Damit sich das Vorhaben gesamtwirtschaftlich rechnet, bedarf es einer Verdopplung der vom Lkw auf die Schienen verlagerten zusätzlichen Verkehrsmengen. Das geht aus einer weiteren Antwort der Bundesregierung auf eine Kleine Anfrage der Grünen aus 2019 hervor.

Dennoch sollte unabhängig von der gesamtwirtschaftlichen Bewertung der zeitnahe Beginn einer Machbarkeitsstudie in Betracht gezogen werden, heißt es in der Bewertung des Vorhabens weiter. Die Studie rückt nun näher – allerdings mit einem Prognosehorizont bis 2050, wie Verkehrsminister Scheuer bereits vor einem Jahr dem Neuwieder Bundestagsabgeordneten Erwin Rüddel mitteilte. Seinerzeit hatte Scheuer auch mit Ministerpräsidentin Malu Dreyer über einen Beginn der Ausschreibung für die Studie im vergangenen Sommer gesprochen. Den Text für die Ausschreibung der Studie habe der Bund nun mit den Ländern Hessen, Rheinland-Pfalz und Nordrhein-Westfalen abgestimmt, teilte die hessische Landtagsabgeordnete Petra Müller mit. Der Auftrag soll demnach im Herbst vergeben werden, Ergebnisse sollen bis 2021 vorliegen.

- Aufgabenstellung: Mit welchen Ländern hat der Bund laut Seitenauszug den Text für die Ausschreibung der Studie abgestimmt? Stützen Sie sich ausschließlich auf den Seitenauszug.

- Extrahierte Daten:
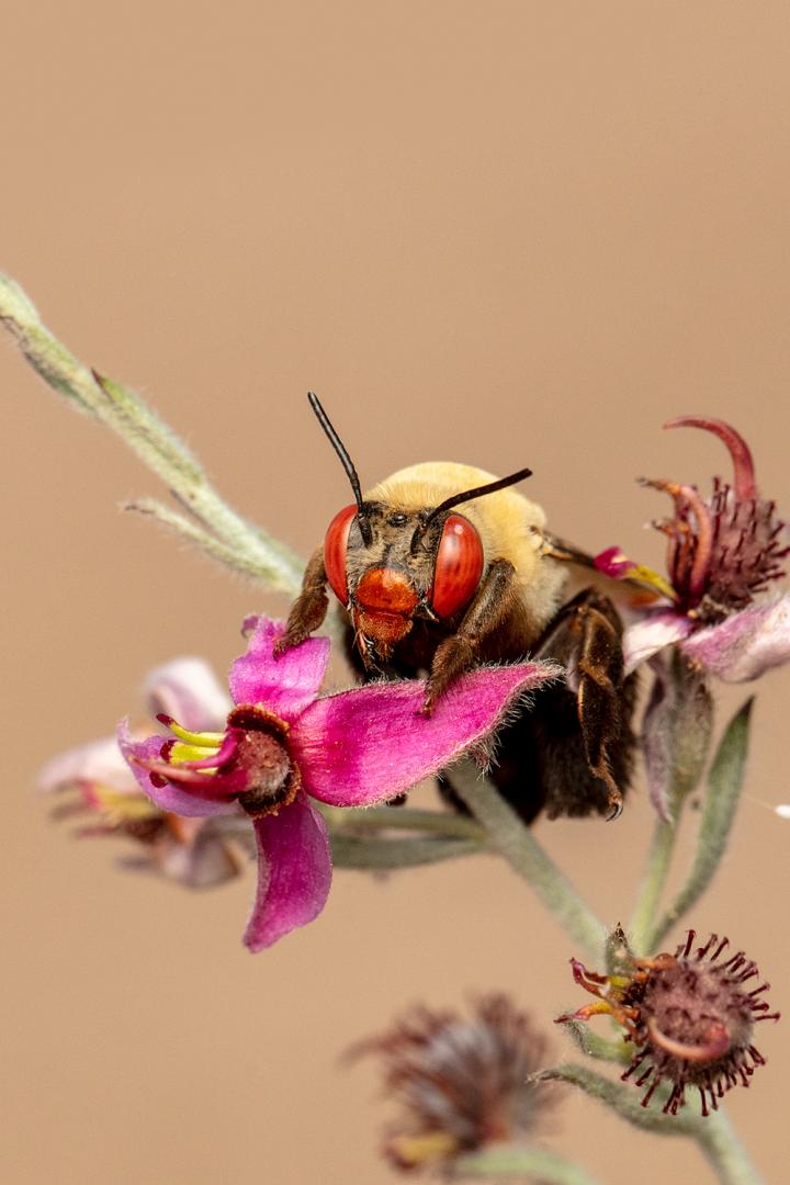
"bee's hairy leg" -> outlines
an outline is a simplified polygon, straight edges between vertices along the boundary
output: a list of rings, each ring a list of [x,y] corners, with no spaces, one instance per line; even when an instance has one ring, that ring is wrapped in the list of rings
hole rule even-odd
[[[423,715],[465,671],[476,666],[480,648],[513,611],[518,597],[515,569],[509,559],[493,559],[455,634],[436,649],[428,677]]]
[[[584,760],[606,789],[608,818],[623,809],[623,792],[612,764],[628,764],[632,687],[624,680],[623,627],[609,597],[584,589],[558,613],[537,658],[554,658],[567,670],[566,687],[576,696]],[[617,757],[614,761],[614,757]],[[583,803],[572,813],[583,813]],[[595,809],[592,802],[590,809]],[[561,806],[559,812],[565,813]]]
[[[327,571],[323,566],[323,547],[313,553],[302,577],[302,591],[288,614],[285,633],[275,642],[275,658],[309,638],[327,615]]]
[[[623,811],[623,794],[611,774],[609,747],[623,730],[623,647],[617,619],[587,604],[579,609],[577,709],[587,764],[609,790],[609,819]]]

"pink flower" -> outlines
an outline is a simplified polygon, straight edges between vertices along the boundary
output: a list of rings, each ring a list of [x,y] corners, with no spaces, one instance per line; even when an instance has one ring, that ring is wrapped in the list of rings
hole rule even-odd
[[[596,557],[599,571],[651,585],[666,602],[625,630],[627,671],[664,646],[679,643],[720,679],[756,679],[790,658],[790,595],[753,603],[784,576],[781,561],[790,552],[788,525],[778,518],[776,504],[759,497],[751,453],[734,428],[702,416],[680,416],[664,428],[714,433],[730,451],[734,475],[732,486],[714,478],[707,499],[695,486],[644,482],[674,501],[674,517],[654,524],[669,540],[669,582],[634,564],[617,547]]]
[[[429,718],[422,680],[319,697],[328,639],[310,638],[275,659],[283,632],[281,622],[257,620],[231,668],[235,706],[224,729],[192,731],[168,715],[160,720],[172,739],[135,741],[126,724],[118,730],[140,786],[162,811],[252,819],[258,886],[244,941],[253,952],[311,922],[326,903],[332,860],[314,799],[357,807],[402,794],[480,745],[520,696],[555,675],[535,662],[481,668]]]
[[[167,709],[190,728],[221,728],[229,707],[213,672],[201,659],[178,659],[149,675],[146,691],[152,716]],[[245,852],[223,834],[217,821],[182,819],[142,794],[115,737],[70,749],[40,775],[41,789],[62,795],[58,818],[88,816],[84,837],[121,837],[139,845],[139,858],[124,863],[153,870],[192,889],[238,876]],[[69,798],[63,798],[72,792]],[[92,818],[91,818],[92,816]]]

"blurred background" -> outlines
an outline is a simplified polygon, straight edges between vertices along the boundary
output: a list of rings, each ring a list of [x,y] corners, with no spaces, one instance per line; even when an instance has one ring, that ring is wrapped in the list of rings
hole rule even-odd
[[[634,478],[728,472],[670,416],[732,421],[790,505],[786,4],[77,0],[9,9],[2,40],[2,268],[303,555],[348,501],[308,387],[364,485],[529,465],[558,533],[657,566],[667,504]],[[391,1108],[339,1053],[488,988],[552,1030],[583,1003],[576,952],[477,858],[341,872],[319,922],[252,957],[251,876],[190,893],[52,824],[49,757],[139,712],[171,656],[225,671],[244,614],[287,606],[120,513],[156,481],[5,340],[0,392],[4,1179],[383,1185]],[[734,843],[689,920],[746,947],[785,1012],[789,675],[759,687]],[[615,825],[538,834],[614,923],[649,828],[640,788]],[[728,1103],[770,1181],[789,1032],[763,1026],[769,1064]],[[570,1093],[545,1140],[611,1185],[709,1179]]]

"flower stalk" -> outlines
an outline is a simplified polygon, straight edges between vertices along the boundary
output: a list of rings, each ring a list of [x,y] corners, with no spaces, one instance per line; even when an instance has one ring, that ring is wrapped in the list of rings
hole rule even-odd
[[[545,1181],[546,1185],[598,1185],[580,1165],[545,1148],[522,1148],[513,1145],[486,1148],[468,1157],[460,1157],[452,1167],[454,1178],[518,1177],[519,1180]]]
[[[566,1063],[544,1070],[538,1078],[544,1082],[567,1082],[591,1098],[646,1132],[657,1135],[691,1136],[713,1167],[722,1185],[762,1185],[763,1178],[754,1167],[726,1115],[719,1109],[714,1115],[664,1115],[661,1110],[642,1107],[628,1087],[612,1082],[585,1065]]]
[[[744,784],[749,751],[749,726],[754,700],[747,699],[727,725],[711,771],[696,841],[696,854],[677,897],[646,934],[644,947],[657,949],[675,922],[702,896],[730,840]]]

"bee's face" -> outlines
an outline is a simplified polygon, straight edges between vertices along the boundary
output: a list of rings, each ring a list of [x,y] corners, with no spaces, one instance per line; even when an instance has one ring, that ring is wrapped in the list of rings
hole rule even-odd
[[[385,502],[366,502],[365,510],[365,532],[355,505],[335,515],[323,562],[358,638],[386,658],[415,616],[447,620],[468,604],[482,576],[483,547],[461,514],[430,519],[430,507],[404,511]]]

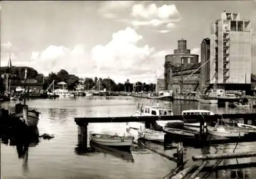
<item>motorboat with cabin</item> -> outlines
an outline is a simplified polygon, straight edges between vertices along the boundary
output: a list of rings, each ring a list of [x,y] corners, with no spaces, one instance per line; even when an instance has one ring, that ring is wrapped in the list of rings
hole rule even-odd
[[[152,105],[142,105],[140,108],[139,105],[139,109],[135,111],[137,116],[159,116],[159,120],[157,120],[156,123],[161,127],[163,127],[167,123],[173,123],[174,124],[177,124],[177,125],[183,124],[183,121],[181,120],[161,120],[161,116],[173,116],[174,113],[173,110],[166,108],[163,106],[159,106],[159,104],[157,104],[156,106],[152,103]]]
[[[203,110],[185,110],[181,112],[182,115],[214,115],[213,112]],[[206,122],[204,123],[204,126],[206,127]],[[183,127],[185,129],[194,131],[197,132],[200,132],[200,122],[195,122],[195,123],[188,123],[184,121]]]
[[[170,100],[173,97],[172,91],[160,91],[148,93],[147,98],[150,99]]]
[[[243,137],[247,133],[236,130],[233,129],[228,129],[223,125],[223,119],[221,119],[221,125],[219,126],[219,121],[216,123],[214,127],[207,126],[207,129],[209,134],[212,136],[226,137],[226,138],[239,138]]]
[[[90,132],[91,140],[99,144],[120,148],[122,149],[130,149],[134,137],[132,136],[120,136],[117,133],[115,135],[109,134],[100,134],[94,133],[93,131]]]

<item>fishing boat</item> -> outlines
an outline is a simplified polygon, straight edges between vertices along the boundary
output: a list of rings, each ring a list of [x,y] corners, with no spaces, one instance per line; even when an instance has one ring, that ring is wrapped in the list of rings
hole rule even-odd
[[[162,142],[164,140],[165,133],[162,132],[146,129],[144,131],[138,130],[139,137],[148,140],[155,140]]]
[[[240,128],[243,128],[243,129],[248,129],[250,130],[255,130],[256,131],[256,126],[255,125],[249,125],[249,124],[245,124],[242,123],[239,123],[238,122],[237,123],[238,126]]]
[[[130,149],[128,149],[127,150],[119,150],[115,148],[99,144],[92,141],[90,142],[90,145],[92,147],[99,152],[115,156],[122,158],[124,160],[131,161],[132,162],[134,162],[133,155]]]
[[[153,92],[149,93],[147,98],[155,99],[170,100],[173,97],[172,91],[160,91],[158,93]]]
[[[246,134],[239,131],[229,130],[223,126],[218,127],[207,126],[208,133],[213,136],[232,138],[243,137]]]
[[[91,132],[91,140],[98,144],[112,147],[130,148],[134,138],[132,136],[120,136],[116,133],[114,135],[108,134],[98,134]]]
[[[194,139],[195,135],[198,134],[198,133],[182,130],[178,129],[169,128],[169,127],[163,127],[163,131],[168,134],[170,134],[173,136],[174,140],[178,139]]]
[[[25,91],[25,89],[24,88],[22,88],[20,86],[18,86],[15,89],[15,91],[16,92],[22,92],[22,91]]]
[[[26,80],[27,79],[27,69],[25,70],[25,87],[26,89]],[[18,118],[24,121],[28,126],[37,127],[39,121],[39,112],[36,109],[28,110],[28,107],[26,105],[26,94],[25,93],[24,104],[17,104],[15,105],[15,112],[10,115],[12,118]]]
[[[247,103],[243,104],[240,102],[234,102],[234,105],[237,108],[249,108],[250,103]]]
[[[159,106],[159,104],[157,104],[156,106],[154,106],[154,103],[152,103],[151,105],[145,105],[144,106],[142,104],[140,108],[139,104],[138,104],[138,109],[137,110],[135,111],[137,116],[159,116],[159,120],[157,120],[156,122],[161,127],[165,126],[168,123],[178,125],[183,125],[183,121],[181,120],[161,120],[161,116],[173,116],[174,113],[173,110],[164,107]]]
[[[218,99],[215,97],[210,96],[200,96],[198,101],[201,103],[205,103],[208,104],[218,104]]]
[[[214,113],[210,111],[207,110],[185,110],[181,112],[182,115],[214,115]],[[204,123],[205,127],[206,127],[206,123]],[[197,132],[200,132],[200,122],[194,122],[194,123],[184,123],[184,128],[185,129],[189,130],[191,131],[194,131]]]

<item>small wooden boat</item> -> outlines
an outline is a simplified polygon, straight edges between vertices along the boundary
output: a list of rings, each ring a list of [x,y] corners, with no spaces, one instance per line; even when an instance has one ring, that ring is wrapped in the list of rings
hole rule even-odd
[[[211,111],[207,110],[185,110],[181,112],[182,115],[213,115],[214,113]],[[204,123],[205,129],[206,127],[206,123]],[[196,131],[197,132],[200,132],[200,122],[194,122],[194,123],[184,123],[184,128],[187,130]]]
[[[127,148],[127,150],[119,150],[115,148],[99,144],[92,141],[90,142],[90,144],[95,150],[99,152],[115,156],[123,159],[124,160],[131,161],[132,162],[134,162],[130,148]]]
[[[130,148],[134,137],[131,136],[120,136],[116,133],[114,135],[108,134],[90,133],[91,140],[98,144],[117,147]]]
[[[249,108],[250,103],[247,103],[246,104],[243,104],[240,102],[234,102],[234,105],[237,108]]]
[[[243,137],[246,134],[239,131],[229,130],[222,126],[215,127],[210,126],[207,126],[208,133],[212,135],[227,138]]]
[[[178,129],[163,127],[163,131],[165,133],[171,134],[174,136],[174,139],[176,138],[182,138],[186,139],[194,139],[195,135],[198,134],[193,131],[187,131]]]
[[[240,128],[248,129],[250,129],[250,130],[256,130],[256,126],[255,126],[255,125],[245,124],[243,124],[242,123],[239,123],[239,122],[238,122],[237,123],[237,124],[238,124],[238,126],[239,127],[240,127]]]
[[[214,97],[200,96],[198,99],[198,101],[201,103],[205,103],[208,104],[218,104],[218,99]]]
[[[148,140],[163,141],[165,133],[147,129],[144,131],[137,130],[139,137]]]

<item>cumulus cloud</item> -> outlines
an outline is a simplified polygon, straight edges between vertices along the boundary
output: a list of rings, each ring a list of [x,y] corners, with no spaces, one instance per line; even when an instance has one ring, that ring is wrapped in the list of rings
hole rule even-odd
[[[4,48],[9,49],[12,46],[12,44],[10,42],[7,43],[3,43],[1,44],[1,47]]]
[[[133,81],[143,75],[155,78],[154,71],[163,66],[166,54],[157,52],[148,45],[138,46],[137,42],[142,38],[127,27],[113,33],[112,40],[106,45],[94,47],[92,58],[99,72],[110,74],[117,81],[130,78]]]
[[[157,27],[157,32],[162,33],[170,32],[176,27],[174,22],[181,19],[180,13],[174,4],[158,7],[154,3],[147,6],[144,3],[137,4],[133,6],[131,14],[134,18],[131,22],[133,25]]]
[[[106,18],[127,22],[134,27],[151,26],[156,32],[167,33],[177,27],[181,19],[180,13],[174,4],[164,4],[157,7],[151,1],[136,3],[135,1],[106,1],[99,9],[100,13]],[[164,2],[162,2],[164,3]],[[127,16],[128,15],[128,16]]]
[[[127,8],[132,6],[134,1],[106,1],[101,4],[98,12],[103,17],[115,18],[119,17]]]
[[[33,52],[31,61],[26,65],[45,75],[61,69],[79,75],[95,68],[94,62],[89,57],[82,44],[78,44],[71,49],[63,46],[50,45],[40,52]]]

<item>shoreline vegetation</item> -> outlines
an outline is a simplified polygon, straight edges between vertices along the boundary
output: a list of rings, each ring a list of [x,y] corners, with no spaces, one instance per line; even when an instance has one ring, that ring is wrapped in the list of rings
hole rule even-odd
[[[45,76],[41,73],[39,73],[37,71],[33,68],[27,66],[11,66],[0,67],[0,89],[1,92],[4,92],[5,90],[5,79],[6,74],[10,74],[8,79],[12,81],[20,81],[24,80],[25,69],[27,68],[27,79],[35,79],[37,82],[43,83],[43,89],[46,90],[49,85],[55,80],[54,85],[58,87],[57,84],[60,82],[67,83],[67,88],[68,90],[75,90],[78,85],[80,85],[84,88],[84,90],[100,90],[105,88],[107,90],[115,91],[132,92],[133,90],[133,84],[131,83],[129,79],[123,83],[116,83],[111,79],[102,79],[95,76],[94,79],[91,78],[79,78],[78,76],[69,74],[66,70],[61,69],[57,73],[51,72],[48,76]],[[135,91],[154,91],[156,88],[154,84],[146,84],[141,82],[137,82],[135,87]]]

- Lösung: Mit Hessen, Rheinland-Pfalz und Nordrhein-Westfalen.